#### [Reading text]
April 10, 2011, 8:00 pm
By JAMIE MALANOWSKI
April 6 – 13, 1861
National Park ServiceThe flag that flew over Fort Sumter on April 12-13, 1861, had 33 stars representing each state in the Union. The star for Kansas, which had been admitted to the Union in January 1861, was not added until July.
Fort Sumter has fallen.
At approximately 2:30 p.m. this afternoon, Saturday the 13th, Major Robert Anderson, commander of the installation, agreed to evacuate the massive fortress that he and his troops have occupied for 110 days. His decision followed a 34-hour bombardment that began at 4:30 on Friday morning, after Major Anderson failed to accede to an ultimatum to quit the fort that had been issued by General Pierre G. T. Beauregard of the Confederate army.
The long-anticipated, long-feared war has begun.

#### [Task A]
Answer these questions using the Fort Sumter piece:
(i) How many stars did the flag over Fort Sumter have on April 12-13, 1861?
(ii) How many hours did the bombardment last?
(iii) Who issued the ultimatum to quit the fort?
#### [Task B]
Turn the paragraph of the Fort Sumter piece that begins "At approximately 2:30 p.m." into a short list that keeps its main facts.
#### [Task C]
Print the passage of the Fort Sumter piece starting with "Fort Sumter has" and going on through "war has begun.".

#### [Recorded data]
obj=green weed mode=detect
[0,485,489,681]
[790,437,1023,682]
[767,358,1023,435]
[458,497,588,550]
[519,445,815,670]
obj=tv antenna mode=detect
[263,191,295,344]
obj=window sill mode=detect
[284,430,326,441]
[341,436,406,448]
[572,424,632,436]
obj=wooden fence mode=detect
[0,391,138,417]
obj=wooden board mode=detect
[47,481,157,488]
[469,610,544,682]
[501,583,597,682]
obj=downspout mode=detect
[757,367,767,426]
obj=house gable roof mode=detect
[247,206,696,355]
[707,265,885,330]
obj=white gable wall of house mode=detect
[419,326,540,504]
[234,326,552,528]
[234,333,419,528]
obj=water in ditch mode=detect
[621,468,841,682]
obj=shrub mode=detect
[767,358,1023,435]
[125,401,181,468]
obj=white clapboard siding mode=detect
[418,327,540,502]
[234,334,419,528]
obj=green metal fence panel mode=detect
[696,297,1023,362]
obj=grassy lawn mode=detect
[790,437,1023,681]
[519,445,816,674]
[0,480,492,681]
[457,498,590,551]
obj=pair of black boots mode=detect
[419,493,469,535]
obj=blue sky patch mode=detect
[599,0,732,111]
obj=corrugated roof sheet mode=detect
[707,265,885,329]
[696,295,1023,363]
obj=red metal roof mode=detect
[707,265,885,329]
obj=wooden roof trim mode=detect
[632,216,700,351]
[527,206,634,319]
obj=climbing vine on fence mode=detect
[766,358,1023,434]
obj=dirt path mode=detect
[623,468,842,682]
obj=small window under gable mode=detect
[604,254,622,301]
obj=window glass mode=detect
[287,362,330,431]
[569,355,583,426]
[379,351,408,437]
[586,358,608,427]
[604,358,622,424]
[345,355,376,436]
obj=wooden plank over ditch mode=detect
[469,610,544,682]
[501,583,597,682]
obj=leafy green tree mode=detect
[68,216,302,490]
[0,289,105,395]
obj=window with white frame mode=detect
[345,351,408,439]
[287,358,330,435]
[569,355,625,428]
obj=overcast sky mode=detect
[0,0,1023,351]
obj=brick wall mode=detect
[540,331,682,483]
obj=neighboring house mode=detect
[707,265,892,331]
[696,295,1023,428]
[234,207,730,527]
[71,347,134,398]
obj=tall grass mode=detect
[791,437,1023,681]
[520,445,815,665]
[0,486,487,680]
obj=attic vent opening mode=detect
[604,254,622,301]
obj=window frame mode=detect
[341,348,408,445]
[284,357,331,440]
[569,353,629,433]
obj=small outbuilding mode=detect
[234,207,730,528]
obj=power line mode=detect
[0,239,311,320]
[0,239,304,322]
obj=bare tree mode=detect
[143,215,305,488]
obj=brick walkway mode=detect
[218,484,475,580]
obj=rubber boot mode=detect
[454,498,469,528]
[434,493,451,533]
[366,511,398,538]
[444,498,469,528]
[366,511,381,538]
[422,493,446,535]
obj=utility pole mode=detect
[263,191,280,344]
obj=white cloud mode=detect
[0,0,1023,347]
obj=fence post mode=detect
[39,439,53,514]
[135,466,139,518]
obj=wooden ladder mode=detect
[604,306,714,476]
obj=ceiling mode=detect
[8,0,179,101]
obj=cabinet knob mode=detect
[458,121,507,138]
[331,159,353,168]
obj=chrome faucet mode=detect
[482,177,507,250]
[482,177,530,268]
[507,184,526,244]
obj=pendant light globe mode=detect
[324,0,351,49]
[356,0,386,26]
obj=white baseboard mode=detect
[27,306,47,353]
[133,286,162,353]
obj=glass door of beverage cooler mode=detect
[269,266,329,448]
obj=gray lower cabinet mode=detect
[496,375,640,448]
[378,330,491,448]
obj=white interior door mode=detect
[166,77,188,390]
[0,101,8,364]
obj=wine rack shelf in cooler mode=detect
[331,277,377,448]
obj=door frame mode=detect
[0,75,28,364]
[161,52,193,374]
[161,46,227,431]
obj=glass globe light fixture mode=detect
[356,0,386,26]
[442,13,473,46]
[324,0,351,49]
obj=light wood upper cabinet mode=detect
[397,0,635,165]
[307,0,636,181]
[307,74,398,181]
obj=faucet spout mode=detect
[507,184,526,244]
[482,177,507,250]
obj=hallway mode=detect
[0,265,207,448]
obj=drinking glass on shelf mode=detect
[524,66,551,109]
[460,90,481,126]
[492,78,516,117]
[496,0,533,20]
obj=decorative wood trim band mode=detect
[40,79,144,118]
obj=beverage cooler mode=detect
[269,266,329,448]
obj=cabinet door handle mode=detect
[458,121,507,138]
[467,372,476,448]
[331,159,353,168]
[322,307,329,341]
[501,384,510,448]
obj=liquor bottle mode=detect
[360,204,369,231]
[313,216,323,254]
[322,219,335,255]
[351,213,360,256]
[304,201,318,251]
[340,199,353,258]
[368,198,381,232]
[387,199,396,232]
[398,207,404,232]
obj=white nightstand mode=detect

#### [Written response A]
(i) 33
(ii) 34 hours
(iii) General Pierre G. T. Beauregard of the Confederate army

#### [Written response B]
- At about 2:30 p.m. on Saturday the 13th, Major Robert Anderson agreed to evacuate Fort Sumter.
- He and his troops had occupied the fortress for 110 days.
- The surrender followed a 34-hour bombardment that began at 4:30 on Friday morning.
- The bombardment came after Anderson failed to accede to General Pierre G. T. Beauregard's ultimatum to quit the fort.

#### [Written response C]
Fort Sumter has fallen.
At approximately 2:30 p.m. this afternoon, Saturday the 13th, Major Robert Anderson, commander of the installation, agreed to evacuate the massive fortress that he and his troops have occupied for 110 days. His decision followed a 34-hour bombardment that began at 4:30 on Friday morning, after Major Anderson failed to accede to an ultimatum to quit the fort that had been issued by General Pierre G. T. Beauregard of the Confederate army.
The long-anticipated, long-feared war has begun.